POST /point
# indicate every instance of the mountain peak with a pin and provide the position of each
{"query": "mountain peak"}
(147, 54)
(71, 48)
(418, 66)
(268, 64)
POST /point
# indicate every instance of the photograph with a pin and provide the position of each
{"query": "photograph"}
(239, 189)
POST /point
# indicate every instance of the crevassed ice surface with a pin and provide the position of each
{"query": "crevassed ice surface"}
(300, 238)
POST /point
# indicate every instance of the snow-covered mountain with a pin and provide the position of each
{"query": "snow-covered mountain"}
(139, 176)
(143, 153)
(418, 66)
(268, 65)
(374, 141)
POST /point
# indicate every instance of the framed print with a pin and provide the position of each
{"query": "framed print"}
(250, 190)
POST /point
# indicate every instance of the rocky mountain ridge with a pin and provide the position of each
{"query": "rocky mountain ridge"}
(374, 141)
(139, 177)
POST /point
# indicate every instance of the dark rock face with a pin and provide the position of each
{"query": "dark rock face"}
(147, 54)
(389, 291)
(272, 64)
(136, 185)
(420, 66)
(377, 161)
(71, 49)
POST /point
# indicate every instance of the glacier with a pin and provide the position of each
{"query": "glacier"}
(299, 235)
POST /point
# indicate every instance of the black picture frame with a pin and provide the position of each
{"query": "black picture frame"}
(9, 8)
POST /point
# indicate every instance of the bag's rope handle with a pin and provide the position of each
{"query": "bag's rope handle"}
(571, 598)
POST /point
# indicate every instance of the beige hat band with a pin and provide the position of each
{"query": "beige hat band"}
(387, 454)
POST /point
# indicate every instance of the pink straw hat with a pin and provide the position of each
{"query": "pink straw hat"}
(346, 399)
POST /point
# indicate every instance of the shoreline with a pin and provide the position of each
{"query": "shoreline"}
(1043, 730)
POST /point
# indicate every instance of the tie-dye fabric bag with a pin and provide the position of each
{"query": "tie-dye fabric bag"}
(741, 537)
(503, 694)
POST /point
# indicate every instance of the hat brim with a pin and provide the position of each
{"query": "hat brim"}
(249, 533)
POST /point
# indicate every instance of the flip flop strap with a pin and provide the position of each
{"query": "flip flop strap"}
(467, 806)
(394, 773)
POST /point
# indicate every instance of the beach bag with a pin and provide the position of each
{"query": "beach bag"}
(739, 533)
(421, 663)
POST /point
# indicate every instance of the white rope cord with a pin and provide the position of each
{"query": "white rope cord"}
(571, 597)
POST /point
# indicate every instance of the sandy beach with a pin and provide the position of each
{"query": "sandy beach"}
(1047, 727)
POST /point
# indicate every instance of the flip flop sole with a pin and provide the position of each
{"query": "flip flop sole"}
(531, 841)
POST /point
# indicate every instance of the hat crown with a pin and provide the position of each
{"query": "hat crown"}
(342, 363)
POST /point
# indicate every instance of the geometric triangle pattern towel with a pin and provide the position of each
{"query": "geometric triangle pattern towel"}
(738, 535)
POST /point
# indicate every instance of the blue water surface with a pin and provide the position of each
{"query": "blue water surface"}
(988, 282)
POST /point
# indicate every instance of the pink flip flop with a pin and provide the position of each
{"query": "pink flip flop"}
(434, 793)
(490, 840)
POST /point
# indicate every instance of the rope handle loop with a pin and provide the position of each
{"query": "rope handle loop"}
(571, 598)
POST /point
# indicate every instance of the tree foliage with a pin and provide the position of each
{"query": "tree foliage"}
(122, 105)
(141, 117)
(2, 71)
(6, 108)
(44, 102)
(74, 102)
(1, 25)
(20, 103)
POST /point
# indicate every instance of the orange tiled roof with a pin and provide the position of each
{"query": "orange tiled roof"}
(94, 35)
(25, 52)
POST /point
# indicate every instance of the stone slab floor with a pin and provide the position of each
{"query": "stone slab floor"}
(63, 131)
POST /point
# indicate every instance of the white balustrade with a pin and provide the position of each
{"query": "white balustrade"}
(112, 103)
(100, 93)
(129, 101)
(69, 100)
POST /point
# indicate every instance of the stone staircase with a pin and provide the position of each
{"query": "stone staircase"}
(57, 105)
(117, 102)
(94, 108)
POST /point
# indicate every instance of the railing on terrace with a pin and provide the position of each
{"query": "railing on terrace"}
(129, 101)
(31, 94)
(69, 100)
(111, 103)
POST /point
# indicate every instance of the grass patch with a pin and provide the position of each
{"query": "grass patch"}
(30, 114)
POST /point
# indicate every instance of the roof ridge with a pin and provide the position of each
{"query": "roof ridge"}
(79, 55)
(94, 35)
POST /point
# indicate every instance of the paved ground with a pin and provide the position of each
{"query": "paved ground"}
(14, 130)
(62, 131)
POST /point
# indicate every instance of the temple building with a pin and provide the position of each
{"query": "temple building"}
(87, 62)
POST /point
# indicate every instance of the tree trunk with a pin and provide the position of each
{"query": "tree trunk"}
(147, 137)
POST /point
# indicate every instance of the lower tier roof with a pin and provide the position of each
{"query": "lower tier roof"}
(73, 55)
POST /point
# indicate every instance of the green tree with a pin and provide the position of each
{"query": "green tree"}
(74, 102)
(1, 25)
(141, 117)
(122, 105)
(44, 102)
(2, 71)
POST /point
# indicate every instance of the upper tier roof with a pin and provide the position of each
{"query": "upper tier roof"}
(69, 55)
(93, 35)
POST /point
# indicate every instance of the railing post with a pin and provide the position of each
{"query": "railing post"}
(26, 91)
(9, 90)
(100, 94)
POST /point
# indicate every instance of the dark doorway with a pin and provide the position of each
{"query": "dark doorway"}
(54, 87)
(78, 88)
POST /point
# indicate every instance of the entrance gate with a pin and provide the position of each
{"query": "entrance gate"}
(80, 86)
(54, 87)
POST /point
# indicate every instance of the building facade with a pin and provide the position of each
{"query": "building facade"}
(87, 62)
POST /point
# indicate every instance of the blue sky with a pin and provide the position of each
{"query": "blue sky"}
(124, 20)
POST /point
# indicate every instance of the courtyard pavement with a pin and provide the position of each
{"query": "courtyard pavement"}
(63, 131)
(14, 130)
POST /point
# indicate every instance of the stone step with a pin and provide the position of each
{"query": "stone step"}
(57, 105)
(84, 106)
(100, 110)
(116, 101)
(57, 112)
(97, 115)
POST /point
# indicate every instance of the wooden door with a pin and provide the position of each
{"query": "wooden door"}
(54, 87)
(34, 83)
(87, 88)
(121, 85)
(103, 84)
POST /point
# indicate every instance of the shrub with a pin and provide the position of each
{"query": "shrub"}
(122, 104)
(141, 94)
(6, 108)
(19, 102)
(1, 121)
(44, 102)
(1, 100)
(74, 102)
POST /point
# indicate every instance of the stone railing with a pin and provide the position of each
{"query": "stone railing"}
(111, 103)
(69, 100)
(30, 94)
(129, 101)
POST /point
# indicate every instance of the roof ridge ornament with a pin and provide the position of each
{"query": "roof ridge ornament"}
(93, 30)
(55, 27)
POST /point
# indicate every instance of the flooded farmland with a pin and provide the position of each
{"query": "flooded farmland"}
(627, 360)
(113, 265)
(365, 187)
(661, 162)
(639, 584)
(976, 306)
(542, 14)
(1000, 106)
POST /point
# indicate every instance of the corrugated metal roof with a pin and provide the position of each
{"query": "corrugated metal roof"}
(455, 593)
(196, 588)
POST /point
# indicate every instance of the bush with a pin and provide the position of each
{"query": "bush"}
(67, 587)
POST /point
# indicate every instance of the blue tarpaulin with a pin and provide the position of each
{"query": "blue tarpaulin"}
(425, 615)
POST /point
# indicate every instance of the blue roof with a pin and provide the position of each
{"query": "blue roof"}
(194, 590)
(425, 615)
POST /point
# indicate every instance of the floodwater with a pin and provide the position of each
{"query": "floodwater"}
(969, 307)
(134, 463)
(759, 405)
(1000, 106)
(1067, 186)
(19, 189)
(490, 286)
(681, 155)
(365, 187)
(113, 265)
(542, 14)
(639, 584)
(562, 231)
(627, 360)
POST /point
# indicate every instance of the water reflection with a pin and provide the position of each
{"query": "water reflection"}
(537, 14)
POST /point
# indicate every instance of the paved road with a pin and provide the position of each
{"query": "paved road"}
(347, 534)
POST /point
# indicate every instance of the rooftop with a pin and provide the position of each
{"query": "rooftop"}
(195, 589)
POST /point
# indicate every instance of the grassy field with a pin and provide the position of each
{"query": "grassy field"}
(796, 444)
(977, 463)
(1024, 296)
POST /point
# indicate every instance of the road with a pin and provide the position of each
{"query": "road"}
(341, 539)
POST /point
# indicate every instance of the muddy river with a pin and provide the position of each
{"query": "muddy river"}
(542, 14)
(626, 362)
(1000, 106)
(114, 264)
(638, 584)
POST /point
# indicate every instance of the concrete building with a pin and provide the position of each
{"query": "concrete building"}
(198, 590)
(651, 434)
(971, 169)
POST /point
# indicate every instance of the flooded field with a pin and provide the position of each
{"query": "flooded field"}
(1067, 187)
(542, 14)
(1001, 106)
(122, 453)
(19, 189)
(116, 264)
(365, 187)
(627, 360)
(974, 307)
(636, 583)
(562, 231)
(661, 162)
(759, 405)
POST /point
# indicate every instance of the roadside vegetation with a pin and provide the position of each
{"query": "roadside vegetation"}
§ §
**Task to complete:** Transcribe verbatim. Cover the lines from the first line of the entries above to the line containing "# indicate every instance of the beige", inclusive.

**Response to the task:**
POST /point
# indicate every instance of the mountain peak with a pin and provide the position of each
{"query": "mountain peak"}
(147, 54)
(71, 48)
(418, 66)
(268, 64)
POST /point
# indicate every instance of the photograph with a pin and provide the position of each
{"query": "photograph"}
(239, 189)
POST /point
# indicate every instance of the crevassed ice surface with a pin and provide the position of each
{"query": "crevassed ice surface"}
(300, 238)
POST /point
# indicate every instance of the snow-covered mountain with a pin and provide the position of each
{"query": "snow-covered mountain"}
(139, 176)
(143, 153)
(418, 66)
(268, 65)
(374, 141)
POST /point
# indicate every instance of the framed print with a pin and provide the position of each
{"query": "framed print"}
(250, 190)
POST /point
# indicate every instance of the rocky mountain ridge with a pin and provide the position of each
{"query": "rocky mountain ridge"}
(374, 141)
(139, 177)
POST /point
# indicate every instance of the dark rock face with a pin and provide the position of each
{"query": "dark rock face"}
(147, 54)
(389, 291)
(272, 64)
(136, 185)
(420, 66)
(377, 161)
(71, 49)
POST /point
# indicate every instance of the glacier with a pin and provide the position of each
{"query": "glacier"}
(299, 235)
POST /point
# indicate every instance of the black picture frame with a pin and provide the position of each
{"query": "black picture frame"}
(9, 8)
POST /point
# indicate every instance of the bag's rope handle with a pin and provide the position of each
{"query": "bag's rope handle"}
(571, 598)
POST /point
# indicate every instance of the beige hat band with a pin and provide the position of each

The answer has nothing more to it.